• _Required actions_
1. Answer these from the article on holidays in space, one line each:
(a) On what date did Chinese astronauts spend the New Year in space?
(b) Which mission's crew orbited the Moon over Christmas 1968?
(c) For how many years has Christmas been celebrated on the International Space Station?
2. In the article on holidays in space, condense the paragraph beginning "Early on in the space programme" into a few short bullet points that keep its main facts.
3. From the article on holidays in space, print the passage between "Early on in" and "past 22 years.", inclusive.

Holidays in astronaut style: A trip to space
Chinese astronauts spent the New Year in space on January 1, 2022.
Christmas, Hanukkah and New Year are often enjoyed with loved ones and friends. However, holiday celebrations in space have their own special traditions that astronauts and cosmonauts have developed.
Early on in the space programme, only a select few holidays were spent in space, most notably Apollo 8's orbit of the Moon over Christmas 1968. As missions got longer and more frequent, there were more holidays in space. The annual, though not entirely customary, habit of celebrating Christmas on the International Space Station has been going on for the past 22 years.
Frank Borman, James A. Lovell, and William A. Anders of the Apollo 8 crew, the first humans to leave Earth orbit, spent their first Christmas in space while circling the Moon in December 1968.

• _Data excerpt_

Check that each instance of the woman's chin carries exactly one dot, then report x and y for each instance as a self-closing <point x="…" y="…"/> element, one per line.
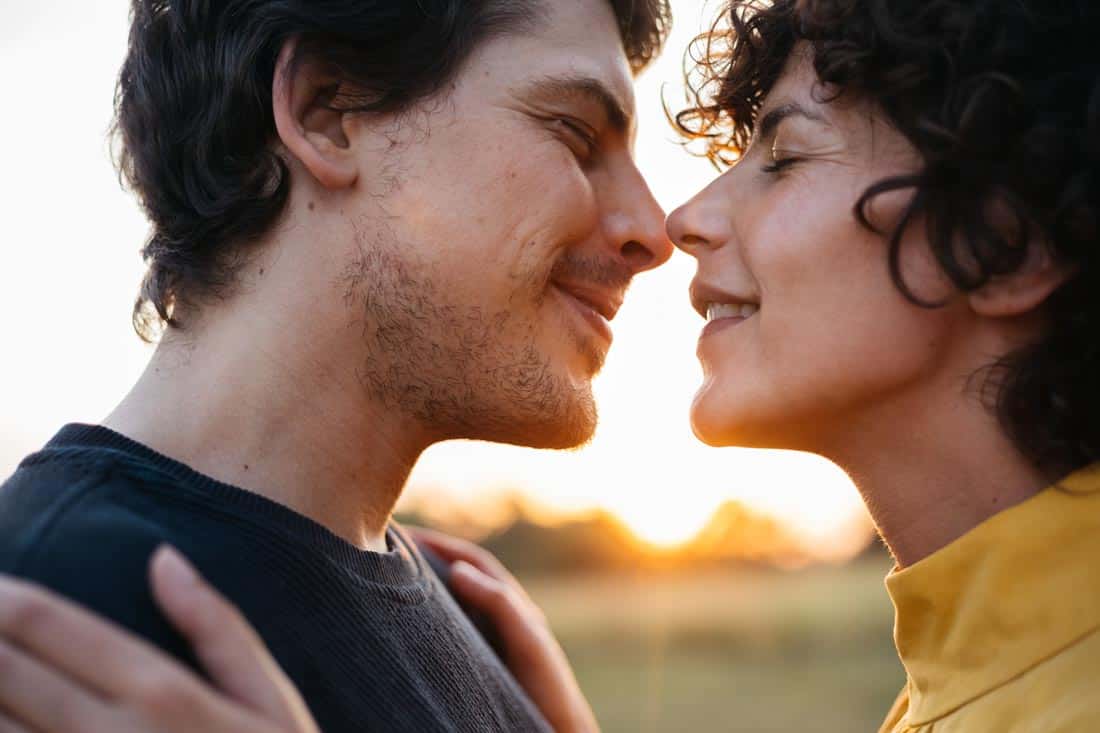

• _Task-by-task results_
1.
(a) January 1, 2022
(b) Apollo 8
(c) The past 22 years

2.
- At first, few holidays were spent in space, most notably Apollo 8's Christmas 1968 orbit of the Moon.
- Longer and more frequent missions meant more holidays in space.
- Christmas has been celebrated on the International Space Station every year for the past 22 years, though not entirely as a custom.

3.
Early on in the space programme, only a select few holidays were spent in space, most notably Apollo 8's orbit of the Moon over Christmas 1968. As missions got longer and more frequent, there were more holidays in space. The annual, though not entirely customary, habit of celebrating Christmas on the International Space Station has been going on for the past 22 years.